[Records]
%%
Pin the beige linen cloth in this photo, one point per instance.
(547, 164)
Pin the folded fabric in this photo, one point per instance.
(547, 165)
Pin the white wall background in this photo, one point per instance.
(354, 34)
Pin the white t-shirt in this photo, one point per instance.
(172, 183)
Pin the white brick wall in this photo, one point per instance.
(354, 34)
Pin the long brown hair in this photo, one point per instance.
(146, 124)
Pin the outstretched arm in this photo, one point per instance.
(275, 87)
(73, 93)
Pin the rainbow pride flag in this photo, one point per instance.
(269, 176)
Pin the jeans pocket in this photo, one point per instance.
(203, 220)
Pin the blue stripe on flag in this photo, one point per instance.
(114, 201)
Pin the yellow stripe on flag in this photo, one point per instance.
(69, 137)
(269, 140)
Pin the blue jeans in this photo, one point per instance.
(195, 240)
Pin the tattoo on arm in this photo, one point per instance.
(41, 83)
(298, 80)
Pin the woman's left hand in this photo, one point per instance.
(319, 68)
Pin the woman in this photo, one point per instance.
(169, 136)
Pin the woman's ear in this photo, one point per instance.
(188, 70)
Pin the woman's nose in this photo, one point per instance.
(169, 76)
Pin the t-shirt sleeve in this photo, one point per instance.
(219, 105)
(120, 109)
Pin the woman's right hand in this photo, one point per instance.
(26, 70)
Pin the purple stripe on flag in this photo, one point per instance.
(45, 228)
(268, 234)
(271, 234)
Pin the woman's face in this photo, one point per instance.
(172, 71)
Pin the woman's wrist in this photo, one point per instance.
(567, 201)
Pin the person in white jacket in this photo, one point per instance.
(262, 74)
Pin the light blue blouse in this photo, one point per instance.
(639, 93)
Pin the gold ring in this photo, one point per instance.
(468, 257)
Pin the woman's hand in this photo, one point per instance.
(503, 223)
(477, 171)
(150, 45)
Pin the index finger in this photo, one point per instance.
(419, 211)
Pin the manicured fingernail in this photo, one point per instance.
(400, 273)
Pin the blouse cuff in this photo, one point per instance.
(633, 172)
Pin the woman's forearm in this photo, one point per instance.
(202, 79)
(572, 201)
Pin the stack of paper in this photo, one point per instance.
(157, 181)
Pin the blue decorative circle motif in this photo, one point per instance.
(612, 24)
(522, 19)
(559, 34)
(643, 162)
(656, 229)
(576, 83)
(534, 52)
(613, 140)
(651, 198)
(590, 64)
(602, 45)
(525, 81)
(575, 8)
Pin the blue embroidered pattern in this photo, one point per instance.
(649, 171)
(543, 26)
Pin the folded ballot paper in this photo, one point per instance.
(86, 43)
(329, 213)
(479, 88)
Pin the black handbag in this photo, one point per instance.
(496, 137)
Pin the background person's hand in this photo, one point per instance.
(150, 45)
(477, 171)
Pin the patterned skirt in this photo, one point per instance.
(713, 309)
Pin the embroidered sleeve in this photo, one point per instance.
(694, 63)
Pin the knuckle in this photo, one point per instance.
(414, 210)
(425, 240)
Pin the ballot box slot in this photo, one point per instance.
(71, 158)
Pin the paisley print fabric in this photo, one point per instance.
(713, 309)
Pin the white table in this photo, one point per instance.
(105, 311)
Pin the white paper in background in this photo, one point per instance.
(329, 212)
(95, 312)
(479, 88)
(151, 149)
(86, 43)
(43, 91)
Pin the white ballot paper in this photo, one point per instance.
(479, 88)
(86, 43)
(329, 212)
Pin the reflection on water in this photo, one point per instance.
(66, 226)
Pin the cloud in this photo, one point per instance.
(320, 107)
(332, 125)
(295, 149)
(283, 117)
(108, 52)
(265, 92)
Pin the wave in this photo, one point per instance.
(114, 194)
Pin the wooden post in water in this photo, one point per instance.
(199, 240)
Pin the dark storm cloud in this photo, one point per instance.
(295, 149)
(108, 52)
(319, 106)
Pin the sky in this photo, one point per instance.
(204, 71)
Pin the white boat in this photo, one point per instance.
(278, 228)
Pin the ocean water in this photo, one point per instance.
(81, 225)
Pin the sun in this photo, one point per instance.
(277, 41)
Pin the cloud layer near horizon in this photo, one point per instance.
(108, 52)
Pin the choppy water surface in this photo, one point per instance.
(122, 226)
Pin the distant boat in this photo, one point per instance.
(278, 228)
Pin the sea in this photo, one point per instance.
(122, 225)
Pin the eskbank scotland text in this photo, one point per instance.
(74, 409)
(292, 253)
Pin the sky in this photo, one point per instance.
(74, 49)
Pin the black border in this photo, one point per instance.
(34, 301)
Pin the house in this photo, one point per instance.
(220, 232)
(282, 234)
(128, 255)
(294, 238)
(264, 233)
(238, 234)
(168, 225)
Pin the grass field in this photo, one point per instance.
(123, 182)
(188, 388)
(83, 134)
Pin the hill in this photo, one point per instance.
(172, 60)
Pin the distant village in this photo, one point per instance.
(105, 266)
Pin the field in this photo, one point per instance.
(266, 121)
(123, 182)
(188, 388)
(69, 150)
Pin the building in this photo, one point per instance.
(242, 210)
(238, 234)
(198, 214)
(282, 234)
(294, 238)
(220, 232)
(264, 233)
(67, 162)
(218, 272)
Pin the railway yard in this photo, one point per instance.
%%
AIM:
Format the listing as a Markdown table with the columns "No." and "Line", starting with the line that contains "Pin the choppy" and going on through the end of the listing. Give each line its own numbered row, and leave out any blank lines.

FINISHED ANSWER:
| No. | Line |
|---|---|
| 1 | Pin the choppy water surface in this photo, one point per instance. |
| 2 | (122, 226) |
| 3 | Pin the distant boat in this photo, one point per instance. |
| 4 | (278, 228) |
| 5 | Pin the sea in this photo, one point per instance. |
| 6 | (122, 225) |
| 7 | Pin the eskbank scotland text in this photo, one point per instance. |
| 8 | (74, 409) |
| 9 | (292, 253) |
| 10 | Pin the sky in this photo, one point per instance. |
| 11 | (74, 49) |
| 12 | Pin the black border in this photo, one point per instance. |
| 13 | (34, 301) |
| 14 | Pin the house in this photo, one point per instance. |
| 15 | (220, 232) |
| 16 | (282, 234) |
| 17 | (128, 255) |
| 18 | (294, 238) |
| 19 | (264, 233) |
| 20 | (238, 234) |
| 21 | (168, 225) |
| 22 | Pin the grass field in this photo, one point per instance. |
| 23 | (123, 182) |
| 24 | (188, 388) |
| 25 | (83, 134) |
| 26 | Pin the hill in this photo, one point per instance. |
| 27 | (172, 60) |
| 28 | Pin the distant village in this photo, one point per instance. |
| 29 | (105, 266) |
| 30 | Pin the field in this photo, one point per instance. |
| 31 | (266, 121) |
| 32 | (123, 182) |
| 33 | (188, 388) |
| 34 | (69, 150) |
| 35 | Pin the building in this photo, one point per instance. |
| 36 | (242, 210) |
| 37 | (238, 234) |
| 38 | (198, 214) |
| 39 | (282, 234) |
| 40 | (294, 238) |
| 41 | (220, 232) |
| 42 | (264, 233) |
| 43 | (67, 162) |
| 44 | (218, 272) |
| 45 | Pin the railway yard in this photo, one point per instance. |